__Problem details__:
Transcribe the entries below with complete accuracy, excluding the pictures.

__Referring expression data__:
------------

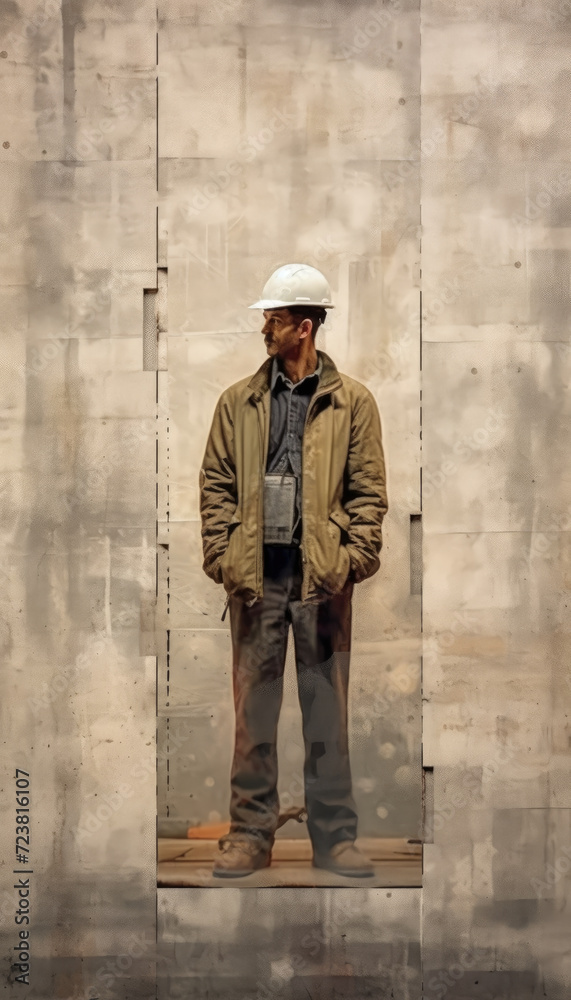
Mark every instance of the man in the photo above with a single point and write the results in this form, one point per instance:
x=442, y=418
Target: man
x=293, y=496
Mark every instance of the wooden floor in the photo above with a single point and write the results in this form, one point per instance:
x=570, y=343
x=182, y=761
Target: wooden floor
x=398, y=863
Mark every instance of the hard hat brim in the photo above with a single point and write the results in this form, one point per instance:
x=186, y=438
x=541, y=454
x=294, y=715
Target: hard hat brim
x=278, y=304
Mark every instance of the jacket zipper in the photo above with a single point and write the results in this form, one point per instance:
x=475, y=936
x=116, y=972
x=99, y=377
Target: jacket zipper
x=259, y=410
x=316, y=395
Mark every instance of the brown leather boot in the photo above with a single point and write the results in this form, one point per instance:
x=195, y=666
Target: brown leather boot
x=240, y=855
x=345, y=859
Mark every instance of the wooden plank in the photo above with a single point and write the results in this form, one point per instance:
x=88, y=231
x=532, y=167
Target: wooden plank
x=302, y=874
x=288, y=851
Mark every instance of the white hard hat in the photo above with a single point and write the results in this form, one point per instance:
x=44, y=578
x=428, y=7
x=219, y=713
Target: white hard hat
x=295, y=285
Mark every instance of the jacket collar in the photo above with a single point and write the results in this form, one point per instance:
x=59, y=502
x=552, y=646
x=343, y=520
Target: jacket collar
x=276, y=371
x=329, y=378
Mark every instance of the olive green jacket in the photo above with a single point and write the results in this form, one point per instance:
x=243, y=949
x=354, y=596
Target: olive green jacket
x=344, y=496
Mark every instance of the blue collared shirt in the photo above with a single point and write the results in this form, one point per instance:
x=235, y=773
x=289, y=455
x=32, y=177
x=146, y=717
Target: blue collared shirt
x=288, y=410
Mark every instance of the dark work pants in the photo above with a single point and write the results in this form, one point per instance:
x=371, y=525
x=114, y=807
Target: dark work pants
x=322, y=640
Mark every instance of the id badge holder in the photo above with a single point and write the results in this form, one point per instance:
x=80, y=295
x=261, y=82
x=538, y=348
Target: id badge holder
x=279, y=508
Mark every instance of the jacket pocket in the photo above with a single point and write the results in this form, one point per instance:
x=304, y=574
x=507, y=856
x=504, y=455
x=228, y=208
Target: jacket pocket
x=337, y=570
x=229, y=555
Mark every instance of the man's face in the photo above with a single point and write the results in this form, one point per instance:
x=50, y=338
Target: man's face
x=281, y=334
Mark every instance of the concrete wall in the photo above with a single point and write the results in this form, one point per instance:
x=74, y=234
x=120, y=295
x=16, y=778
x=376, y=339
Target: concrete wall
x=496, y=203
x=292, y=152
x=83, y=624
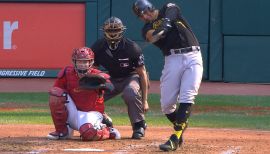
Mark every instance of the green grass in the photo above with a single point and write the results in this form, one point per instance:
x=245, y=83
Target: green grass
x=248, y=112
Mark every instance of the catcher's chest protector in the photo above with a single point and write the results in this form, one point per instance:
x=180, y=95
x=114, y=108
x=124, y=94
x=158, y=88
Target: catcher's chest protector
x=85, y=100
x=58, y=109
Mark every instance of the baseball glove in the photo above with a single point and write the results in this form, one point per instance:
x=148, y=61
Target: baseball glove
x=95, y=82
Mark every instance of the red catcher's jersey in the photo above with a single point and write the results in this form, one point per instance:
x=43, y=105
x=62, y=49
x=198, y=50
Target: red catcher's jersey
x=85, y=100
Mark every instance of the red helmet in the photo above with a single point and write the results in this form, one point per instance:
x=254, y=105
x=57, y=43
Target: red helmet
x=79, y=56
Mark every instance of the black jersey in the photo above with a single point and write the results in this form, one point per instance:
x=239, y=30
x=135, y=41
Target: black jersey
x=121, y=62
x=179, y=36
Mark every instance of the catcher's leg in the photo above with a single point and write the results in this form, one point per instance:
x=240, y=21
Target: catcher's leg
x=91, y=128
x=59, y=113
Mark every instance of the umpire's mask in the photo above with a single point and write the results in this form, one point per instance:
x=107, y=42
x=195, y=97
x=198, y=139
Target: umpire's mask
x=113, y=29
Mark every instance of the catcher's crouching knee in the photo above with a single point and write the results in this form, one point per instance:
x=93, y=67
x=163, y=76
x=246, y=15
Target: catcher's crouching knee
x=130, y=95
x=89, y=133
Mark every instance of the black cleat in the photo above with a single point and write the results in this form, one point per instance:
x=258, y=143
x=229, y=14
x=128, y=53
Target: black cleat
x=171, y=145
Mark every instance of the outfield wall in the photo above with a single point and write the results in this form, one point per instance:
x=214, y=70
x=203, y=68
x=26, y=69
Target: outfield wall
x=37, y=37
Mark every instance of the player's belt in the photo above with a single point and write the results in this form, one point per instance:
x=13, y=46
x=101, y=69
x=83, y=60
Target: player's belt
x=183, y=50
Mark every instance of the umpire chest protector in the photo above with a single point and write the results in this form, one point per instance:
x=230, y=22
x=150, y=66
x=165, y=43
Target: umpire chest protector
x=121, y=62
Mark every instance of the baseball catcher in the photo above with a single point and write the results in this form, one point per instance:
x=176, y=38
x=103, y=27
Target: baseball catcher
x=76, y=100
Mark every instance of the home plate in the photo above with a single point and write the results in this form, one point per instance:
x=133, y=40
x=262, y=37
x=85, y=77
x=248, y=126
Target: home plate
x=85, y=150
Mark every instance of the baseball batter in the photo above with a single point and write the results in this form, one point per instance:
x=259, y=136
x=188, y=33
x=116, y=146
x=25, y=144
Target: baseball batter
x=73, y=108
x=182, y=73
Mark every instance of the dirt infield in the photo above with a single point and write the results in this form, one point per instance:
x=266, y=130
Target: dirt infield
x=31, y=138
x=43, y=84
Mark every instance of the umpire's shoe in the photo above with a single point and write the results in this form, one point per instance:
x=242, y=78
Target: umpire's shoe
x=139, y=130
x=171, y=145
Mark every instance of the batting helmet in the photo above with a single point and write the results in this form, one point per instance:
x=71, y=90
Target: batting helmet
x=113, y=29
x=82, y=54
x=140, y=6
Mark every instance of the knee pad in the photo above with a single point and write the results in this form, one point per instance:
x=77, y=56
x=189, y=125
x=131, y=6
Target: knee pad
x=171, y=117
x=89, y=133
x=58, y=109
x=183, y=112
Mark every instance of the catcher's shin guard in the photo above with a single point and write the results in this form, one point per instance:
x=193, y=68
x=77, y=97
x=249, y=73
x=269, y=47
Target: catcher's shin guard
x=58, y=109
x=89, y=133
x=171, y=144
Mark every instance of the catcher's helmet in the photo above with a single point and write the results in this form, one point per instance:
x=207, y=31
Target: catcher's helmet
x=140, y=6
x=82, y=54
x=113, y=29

------------

__Output of the exercise__:
Mark every instance of the man in the photo above with a single point and write the results in this form, one point per instance:
x=442, y=418
Target: man
x=293, y=496
Mark every instance of the wooden floor in the photo above with a single point and write the results in this form, one point per instance:
x=570, y=343
x=182, y=761
Target: wooden floor
x=398, y=863
Mark every instance of the hard hat brim in the photo above with a single point and write the results in this form, one point per instance:
x=186, y=438
x=541, y=454
x=294, y=715
Target: hard hat brim
x=278, y=304
Mark every instance of the jacket zipper in the photo above with a single point and write the results in this form, one point per instance:
x=475, y=936
x=116, y=972
x=99, y=377
Target: jacket zipper
x=259, y=410
x=316, y=395
Mark every instance of the brown leather boot in the photo above with a single point and write the results in this form, one point per instance:
x=195, y=666
Target: brown leather boot
x=240, y=855
x=345, y=859
Mark every instance of the wooden plank in the photo above with a single point and write the results in this form, one point per instance:
x=88, y=231
x=532, y=167
Target: wooden plank
x=302, y=874
x=288, y=851
Mark every instance of the white hard hat in the photo above with a single point and write the results in this form, one point per instance:
x=44, y=578
x=428, y=7
x=219, y=713
Target: white hard hat
x=295, y=285
Mark every instance of the jacket collar in the photo above with a single point and write the results in this form, one point per instance:
x=59, y=502
x=552, y=646
x=343, y=520
Target: jacket collar
x=276, y=371
x=329, y=378
Mark every instance of the olive green jacket in the photo above with a single point and write the results in this form, one point per instance:
x=243, y=949
x=354, y=596
Target: olive green jacket
x=344, y=496
Mark every instance of the blue collared shirt in the photo above with a single point and write the results in this form, one point per instance:
x=235, y=773
x=289, y=455
x=32, y=177
x=146, y=717
Target: blue collared shirt
x=288, y=410
Mark every instance of the dark work pants in the photo above with a single point and write the results in this form, one point per instance:
x=371, y=525
x=114, y=807
Target: dark work pants
x=322, y=640
Mark every instance of the id badge holder in the photo above with a single point and write the results in this form, one point per instance:
x=80, y=295
x=261, y=82
x=538, y=348
Target: id badge holder
x=279, y=508
Mark every instance of the jacket pocket in the photo above with a single point and write the results in this form, one point per instance:
x=304, y=574
x=507, y=856
x=504, y=455
x=228, y=208
Target: jacket pocket
x=337, y=570
x=229, y=555
Mark every instance of the man's face in the photo above with a single point and write the results in this form, one point per instance:
x=50, y=338
Target: man's face
x=281, y=334
Mark every instance of the concrete wall in the photo above with a single point and write the results in this form, one point per instance:
x=74, y=234
x=120, y=295
x=16, y=778
x=376, y=339
Target: concrete wall
x=496, y=203
x=292, y=152
x=83, y=624
Mark every instance of the green grass in the photo above with a single point and write the results in this form, one point per instance:
x=245, y=83
Target: green grass
x=248, y=112
Mark every instance of the catcher's chest protector in the photo above with a single point and write the results in this form, one point per instance:
x=180, y=95
x=114, y=108
x=124, y=94
x=158, y=88
Target: catcher's chest protector
x=85, y=100
x=58, y=109
Mark every instance of the baseball glove in the photo above with a single point and write the results in this form, one point per instance:
x=148, y=61
Target: baseball glove
x=95, y=82
Mark every instance of the red catcher's jersey in the photo above with a single point and write the results in this form, one point per instance:
x=43, y=105
x=62, y=49
x=198, y=50
Target: red catcher's jersey
x=85, y=100
Mark every instance of the red helmet in the photo above with a single point and write the results in this form, one point per instance:
x=254, y=105
x=57, y=43
Target: red helmet
x=79, y=56
Mark every instance of the black jersey in the photo above with a single point and write the results in this form, one point per instance:
x=239, y=30
x=135, y=41
Target: black jersey
x=121, y=62
x=179, y=36
Mark every instance of the catcher's leg in the photo above with a single point and write the results in this form, one point per instance:
x=240, y=21
Target: catcher's leg
x=91, y=128
x=59, y=113
Mark every instance of the umpire's mask in the photo above with a single point and write the results in this form, one point per instance:
x=107, y=42
x=195, y=97
x=198, y=139
Target: umpire's mask
x=113, y=29
Mark every instance of the catcher's crouching knee in the photo above with a single point and write the results in this form, one point per instance:
x=93, y=67
x=163, y=76
x=246, y=15
Target: catcher's crouching knee
x=130, y=95
x=89, y=133
Mark every instance of the black cleat in the photo above with a single point and write the results in this form, one point per instance:
x=258, y=143
x=229, y=14
x=128, y=53
Target: black cleat
x=171, y=145
Mark every instance of the outfield wall in the photo above with a single point and write the results in this form, one point per instance:
x=214, y=70
x=203, y=68
x=26, y=69
Target: outfield wall
x=37, y=37
Mark every instance of the player's belt in the photo above with a single point and write the results in this form, one point per instance:
x=13, y=46
x=101, y=69
x=83, y=60
Target: player's belt
x=183, y=50
Mark every instance of the umpire chest protector in the photo above with a single point and write the results in this form, one point per instance:
x=230, y=22
x=150, y=66
x=165, y=43
Target: umpire chest protector
x=121, y=62
Mark every instance of the baseball catcher in the photo above with a single point and write the results in this form, one point per instance:
x=176, y=38
x=103, y=27
Target: baseball catcher
x=76, y=100
Mark every instance of the home plate in the photo above with a single point and write the results in this form, one point per instance:
x=133, y=40
x=262, y=37
x=85, y=77
x=248, y=126
Target: home plate
x=85, y=150
Mark every instance of the baseball batter in the photo above with a single point and write the results in this form, one point per instance:
x=259, y=136
x=188, y=33
x=116, y=146
x=25, y=144
Target: baseball batter
x=73, y=108
x=182, y=73
Mark every instance of the dirt infield in the photo above with a single point and write the results in this form, one point per instance:
x=266, y=130
Target: dirt infield
x=31, y=138
x=43, y=84
Mark every instance of the umpire's shoe in the photo above with a single point and write the results in this form, one point per instance:
x=242, y=78
Target: umpire's shoe
x=139, y=130
x=171, y=145
Mark every instance of the batting helmet in the photo above with a single point and write the results in this form, one point per instance:
x=71, y=90
Target: batting helmet
x=113, y=29
x=82, y=54
x=140, y=6
Mark every instance of the knee pad in the photo above with a single point and write the results in this form, one point per instance:
x=77, y=56
x=189, y=125
x=131, y=6
Target: knee pad
x=171, y=117
x=89, y=133
x=58, y=109
x=183, y=112
Mark every instance of the catcher's shin guard in the photo above with a single point and write the results in this form, one point per instance:
x=193, y=68
x=77, y=97
x=249, y=73
x=269, y=47
Target: catcher's shin guard
x=58, y=109
x=89, y=133
x=171, y=144
Mark every instance of the catcher's helmet in the photo above with a single point and write the results in this form, one point per instance:
x=207, y=31
Target: catcher's helmet
x=140, y=6
x=82, y=54
x=113, y=29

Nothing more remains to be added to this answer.